● Exercise objective:
Give as output the line that contains "Reviewer note: check that each instance of the shadow", followed by every remaining line of the entries, unchanged and with nothing added.

● Material provided:
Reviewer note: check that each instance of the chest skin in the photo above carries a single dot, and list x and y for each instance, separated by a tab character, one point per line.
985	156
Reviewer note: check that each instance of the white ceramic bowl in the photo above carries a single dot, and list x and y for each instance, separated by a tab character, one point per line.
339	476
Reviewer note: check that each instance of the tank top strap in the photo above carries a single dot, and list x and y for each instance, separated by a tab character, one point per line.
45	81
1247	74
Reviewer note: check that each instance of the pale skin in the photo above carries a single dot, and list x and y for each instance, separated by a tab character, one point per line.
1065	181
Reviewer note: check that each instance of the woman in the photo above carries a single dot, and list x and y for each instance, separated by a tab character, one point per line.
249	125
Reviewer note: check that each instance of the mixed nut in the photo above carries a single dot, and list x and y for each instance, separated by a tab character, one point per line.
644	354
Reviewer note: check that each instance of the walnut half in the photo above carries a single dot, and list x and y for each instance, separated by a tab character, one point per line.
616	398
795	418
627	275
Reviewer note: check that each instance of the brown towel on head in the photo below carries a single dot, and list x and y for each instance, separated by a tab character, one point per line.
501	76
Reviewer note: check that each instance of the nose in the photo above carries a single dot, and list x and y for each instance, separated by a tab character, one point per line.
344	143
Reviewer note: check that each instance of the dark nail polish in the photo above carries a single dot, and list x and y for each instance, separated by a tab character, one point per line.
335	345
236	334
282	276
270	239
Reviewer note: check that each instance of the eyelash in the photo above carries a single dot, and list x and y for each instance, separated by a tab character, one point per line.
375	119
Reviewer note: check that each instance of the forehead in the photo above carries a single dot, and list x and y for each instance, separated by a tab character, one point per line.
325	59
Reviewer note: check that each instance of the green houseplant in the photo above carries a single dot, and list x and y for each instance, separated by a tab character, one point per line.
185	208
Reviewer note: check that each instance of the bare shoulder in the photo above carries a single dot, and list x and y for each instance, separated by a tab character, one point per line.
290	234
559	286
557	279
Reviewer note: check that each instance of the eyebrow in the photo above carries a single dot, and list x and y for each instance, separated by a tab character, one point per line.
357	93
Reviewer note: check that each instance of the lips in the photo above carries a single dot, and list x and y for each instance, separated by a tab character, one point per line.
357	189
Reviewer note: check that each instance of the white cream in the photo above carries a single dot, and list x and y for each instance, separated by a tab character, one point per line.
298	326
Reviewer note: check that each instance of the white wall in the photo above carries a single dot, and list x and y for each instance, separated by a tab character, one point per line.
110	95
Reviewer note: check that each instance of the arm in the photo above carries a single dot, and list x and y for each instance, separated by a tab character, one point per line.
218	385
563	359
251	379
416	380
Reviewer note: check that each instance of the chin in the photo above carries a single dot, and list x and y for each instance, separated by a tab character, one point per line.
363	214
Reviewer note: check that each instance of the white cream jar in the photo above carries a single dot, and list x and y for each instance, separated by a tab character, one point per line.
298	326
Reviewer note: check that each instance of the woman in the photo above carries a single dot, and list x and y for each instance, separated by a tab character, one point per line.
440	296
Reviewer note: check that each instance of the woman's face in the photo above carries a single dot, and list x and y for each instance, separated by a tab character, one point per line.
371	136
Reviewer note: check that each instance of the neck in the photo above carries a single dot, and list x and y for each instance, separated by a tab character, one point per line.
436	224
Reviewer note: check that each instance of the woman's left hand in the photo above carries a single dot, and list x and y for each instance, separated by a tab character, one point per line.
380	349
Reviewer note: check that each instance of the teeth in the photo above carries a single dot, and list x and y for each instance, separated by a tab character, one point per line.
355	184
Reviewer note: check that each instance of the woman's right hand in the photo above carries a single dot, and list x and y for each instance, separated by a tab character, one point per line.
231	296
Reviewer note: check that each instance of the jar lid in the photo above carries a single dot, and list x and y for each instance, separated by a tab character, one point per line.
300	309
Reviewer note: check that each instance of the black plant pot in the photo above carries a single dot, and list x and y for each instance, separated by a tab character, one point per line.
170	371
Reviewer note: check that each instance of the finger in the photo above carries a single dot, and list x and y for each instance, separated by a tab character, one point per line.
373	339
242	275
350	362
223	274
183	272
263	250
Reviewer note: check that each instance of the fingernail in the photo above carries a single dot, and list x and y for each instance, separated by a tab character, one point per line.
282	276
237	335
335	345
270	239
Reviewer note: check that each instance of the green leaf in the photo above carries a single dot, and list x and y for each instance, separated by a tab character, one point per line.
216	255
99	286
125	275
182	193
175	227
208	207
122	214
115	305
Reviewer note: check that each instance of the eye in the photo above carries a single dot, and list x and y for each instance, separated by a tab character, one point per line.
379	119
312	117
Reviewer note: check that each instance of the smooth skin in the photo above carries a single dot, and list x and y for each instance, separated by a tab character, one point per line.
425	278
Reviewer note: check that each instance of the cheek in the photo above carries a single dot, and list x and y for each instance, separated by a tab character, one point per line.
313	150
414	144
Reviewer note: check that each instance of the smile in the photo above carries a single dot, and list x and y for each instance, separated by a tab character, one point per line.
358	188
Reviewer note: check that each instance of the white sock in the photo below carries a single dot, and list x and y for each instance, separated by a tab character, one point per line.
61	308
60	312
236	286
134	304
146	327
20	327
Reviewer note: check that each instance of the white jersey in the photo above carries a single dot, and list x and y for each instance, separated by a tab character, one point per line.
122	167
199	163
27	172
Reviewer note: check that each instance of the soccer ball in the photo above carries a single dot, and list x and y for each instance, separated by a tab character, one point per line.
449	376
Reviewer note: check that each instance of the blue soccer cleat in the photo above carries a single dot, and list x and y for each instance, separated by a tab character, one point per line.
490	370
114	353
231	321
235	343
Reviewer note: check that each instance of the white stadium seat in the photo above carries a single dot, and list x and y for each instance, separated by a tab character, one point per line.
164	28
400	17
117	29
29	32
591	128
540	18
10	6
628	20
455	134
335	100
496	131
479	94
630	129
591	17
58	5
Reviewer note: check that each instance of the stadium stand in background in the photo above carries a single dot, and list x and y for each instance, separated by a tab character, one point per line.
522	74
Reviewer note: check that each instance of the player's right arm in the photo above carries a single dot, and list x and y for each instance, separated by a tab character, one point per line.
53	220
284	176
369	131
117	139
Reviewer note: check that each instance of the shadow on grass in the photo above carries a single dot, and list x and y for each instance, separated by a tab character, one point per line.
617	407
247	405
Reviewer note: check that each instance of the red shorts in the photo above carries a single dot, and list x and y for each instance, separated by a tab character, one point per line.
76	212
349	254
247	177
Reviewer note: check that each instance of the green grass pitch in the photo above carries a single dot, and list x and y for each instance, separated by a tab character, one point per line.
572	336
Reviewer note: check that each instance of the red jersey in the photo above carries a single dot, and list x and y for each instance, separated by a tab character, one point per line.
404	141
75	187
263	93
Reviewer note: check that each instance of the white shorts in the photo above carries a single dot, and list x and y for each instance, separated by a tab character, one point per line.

● Output of the task:
Reviewer note: check that each instance of the shadow on grass in the photo above carries a single dot, and list x and y for each instance, separated by a tab character, one point per line.
617	407
247	405
Reviewer note: check that each instance of the red shorts in the photo above carries a single dot, and list x and y for each instance, separated by a tab character, one point per line.
76	212
349	254
247	177
Reviewer note: check that each instance of the green grass pitch in the photo above carries a single dot, and list x and y for each instance, separated by a tab character, one point per line.
572	336
Reviewer note: check that each instance of the red jersey in the photo above carries a single dot, and list x and y for each instance, separated by a tab character, one point per line.
404	141
75	187
263	93
Reviewer note: check that each instance of the white shorts in the photo above carries a single dot, and list x and y for each instance, separated by a tab character, one point per line.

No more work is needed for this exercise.